Given data:
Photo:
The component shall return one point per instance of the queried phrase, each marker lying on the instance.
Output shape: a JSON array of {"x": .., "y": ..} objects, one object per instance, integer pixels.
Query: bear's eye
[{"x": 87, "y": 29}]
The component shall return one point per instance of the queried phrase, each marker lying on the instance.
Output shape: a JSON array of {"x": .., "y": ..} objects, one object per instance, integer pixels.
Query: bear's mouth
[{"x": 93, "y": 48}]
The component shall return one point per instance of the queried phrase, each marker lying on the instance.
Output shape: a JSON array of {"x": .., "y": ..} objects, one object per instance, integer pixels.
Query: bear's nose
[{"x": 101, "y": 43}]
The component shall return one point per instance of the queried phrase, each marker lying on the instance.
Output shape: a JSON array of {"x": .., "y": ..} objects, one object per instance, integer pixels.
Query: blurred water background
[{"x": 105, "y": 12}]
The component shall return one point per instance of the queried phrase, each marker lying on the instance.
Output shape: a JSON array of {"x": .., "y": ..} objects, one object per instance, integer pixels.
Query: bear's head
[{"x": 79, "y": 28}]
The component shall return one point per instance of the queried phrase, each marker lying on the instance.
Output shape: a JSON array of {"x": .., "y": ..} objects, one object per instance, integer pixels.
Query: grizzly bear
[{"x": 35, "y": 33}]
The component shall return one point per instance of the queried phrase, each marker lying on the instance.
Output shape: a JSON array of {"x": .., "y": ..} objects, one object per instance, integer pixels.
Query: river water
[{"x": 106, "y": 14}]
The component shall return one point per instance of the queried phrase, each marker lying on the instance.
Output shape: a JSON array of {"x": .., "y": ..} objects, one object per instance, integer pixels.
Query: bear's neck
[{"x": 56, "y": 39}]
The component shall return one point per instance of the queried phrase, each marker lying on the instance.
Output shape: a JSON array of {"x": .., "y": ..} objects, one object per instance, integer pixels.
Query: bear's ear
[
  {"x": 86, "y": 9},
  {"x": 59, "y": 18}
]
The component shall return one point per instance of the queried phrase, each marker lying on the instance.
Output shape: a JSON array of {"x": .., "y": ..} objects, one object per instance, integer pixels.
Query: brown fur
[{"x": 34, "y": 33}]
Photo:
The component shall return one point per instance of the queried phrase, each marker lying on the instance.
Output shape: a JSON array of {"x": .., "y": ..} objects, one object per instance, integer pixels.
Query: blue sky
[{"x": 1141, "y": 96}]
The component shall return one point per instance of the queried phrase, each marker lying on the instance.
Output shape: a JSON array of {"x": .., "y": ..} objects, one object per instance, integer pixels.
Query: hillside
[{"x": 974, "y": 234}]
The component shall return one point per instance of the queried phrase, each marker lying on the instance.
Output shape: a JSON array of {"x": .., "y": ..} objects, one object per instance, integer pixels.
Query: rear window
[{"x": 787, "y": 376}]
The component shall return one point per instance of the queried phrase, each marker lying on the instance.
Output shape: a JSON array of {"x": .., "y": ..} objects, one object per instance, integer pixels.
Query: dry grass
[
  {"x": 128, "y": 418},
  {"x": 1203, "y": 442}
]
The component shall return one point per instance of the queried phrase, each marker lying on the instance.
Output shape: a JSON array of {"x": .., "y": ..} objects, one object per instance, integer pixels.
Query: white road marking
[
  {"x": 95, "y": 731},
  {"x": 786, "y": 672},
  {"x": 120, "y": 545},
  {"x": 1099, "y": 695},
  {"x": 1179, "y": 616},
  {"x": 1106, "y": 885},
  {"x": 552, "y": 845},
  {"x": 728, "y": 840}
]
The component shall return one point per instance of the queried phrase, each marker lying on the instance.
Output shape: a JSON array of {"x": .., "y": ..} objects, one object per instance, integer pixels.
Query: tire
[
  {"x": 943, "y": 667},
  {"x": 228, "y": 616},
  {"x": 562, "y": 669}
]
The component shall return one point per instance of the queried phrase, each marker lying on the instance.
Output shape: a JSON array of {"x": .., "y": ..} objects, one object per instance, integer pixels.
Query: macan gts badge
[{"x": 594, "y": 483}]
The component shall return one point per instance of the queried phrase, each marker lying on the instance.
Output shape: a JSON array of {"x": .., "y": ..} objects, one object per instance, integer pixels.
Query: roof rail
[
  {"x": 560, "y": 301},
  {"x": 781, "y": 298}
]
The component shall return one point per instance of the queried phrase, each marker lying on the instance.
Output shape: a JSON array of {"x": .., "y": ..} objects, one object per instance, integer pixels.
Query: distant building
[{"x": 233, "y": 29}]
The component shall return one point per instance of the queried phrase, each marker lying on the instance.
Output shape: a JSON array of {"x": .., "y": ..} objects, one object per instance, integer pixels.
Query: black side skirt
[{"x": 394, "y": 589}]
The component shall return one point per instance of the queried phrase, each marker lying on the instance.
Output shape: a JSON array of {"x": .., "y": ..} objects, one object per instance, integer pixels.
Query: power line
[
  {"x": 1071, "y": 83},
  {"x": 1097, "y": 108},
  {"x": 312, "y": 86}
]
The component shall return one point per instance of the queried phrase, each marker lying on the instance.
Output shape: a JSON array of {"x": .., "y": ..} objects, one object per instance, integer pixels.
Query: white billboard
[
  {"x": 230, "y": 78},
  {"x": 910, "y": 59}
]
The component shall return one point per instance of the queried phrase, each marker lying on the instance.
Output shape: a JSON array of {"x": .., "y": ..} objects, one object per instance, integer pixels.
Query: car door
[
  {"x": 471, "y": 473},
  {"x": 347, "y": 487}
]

Set problem: Count the lines in the data above that contain the string "white", and give only the resulting number.

Written solution: 2